● Task instructions: Only the lines below starting at the one containing "brim --coords pixels" and ending at the one containing "Outline every instance of the cream" belong in the answer, each copied exactly.

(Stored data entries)
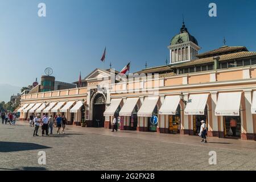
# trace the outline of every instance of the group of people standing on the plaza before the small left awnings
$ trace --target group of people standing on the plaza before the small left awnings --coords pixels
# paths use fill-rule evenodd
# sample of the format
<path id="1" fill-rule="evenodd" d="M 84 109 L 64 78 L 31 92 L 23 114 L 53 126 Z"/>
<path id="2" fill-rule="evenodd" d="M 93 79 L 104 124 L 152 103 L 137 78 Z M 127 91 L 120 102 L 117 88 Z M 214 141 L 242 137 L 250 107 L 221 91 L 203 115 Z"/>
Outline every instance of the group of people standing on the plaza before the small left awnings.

...

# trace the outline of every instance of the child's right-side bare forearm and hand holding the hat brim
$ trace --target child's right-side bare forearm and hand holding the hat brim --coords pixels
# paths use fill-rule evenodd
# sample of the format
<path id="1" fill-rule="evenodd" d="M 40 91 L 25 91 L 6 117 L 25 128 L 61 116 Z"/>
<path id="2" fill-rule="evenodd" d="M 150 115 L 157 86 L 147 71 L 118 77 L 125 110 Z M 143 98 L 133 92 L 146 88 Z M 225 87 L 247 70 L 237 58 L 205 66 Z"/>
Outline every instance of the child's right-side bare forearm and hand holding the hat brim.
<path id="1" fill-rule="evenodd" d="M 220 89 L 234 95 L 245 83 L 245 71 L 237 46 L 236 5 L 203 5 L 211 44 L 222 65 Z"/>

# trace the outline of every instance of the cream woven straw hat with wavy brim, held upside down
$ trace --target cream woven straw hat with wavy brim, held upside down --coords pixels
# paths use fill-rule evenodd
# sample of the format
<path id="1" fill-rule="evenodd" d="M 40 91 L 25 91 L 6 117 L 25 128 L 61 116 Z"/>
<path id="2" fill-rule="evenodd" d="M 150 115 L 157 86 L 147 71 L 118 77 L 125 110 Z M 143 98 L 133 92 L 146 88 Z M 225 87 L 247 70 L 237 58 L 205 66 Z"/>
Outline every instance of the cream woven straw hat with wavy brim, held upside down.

● Exercise solution:
$ trace --target child's right-side bare forearm and hand holding the hat brim --coords pixels
# paths use fill-rule evenodd
# sample of the format
<path id="1" fill-rule="evenodd" d="M 40 91 L 25 91 L 6 117 L 25 128 L 61 116 Z"/>
<path id="2" fill-rule="evenodd" d="M 150 115 L 157 86 L 147 71 L 118 77 L 125 110 Z M 143 98 L 133 92 L 146 88 Z M 225 87 L 247 70 L 237 58 L 205 66 Z"/>
Outline every instance of the child's right-side bare forearm and hand holding the hat brim.
<path id="1" fill-rule="evenodd" d="M 220 89 L 234 95 L 245 83 L 245 71 L 237 46 L 236 5 L 203 5 L 211 44 L 222 65 Z"/>

# trace the outline of every instance of the cream woven straw hat with wavy brim, held upside down
$ trace --target cream woven straw hat with wavy brim, held upside down --coords pixels
# paths use fill-rule evenodd
# sample of the format
<path id="1" fill-rule="evenodd" d="M 40 91 L 25 91 L 6 117 L 25 128 L 61 116 Z"/>
<path id="2" fill-rule="evenodd" d="M 150 115 L 157 86 L 147 71 L 118 77 L 125 110 Z M 143 98 L 133 92 L 146 88 Z M 225 87 L 247 70 L 237 58 L 205 66 Z"/>
Outline every instance of the cream woven straw hat with wavy brim, held upside down.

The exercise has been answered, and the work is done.